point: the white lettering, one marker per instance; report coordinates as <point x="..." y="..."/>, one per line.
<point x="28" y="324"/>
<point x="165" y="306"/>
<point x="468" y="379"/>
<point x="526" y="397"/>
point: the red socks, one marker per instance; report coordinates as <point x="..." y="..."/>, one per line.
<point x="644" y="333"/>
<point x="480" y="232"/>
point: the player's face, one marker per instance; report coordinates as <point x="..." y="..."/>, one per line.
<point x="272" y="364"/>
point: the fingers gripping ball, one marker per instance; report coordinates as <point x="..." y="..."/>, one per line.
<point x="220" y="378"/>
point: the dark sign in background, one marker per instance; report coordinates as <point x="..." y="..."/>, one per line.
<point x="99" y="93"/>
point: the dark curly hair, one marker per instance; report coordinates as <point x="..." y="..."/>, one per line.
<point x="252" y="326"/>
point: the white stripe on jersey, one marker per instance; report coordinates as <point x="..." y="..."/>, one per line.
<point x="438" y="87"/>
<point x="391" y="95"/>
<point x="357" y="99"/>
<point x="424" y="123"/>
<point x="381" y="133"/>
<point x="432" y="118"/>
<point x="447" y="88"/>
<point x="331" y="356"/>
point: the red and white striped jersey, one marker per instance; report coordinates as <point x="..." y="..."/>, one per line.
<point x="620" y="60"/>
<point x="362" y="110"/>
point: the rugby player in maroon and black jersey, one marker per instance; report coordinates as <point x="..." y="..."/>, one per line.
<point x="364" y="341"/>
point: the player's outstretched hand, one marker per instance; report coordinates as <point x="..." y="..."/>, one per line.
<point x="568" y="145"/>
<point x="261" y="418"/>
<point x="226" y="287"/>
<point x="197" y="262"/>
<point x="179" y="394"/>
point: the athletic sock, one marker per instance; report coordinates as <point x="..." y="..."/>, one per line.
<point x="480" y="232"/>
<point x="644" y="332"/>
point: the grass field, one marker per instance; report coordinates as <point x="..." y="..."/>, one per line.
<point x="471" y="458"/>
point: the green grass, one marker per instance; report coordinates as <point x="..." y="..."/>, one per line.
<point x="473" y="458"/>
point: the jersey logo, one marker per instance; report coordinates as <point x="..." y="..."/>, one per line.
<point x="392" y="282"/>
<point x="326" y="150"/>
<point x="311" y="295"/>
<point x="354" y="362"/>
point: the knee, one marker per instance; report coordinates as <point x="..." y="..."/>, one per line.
========
About this task:
Your answer should consist of every entry, repeated exactly.

Task output:
point: the white lettering, one marker per instance; report coordinates as <point x="..." y="..."/>, one per line.
<point x="28" y="324"/>
<point x="165" y="306"/>
<point x="468" y="379"/>
<point x="526" y="397"/>
point: the red socks, one marker per instance; report coordinates as <point x="..." y="..."/>, one per line.
<point x="644" y="333"/>
<point x="480" y="232"/>
point: the player's face, one marker per instance; report coordinates as <point x="..." y="..."/>, one per line.
<point x="272" y="364"/>
point: the fingers gripping ball, one marker per instance; report coordinates as <point x="..." y="..."/>, one per line.
<point x="220" y="378"/>
point: the dark sign in background, one marker per instance; report coordinates as <point x="..." y="..."/>, one per line.
<point x="99" y="93"/>
point: the dark curly hair, one marker per instance; report coordinates as <point x="..." y="..."/>, one per line.
<point x="252" y="326"/>
point: the white stripe on jersey, one marker per instance; report coordinates as <point x="..." y="..."/>, one per line.
<point x="438" y="87"/>
<point x="391" y="95"/>
<point x="357" y="99"/>
<point x="424" y="123"/>
<point x="381" y="133"/>
<point x="432" y="118"/>
<point x="447" y="88"/>
<point x="331" y="356"/>
point: the red and white striped jersey, one marker per instance; report coordinates as <point x="..." y="..."/>, one per line.
<point x="620" y="60"/>
<point x="362" y="110"/>
point: the rugby player in maroon and black jersey, one marker per instance; report coordinates as <point x="..." y="..."/>, one per line.
<point x="364" y="341"/>
point: the player's outstretched hand, one marker per instance; report coordinates as <point x="..." y="..."/>, one per line.
<point x="568" y="145"/>
<point x="261" y="418"/>
<point x="226" y="287"/>
<point x="197" y="262"/>
<point x="179" y="394"/>
point: the athletic sock, one marker per instance; report coordinates as <point x="..." y="..."/>, one per line.
<point x="480" y="232"/>
<point x="644" y="332"/>
point: the grass field, one marker per instance; report coordinates as <point x="..." y="..."/>, one per line.
<point x="471" y="458"/>
point: the green grass, one marker per instance; report coordinates as <point x="..." y="..."/>, one per line.
<point x="473" y="458"/>
point: the jersey logo, one marker per instance; report coordinates as <point x="..." y="..."/>, one per line.
<point x="392" y="282"/>
<point x="326" y="150"/>
<point x="311" y="295"/>
<point x="354" y="362"/>
point: the knee, one marker per instance; report coordinates as <point x="..." y="..."/>, one per line.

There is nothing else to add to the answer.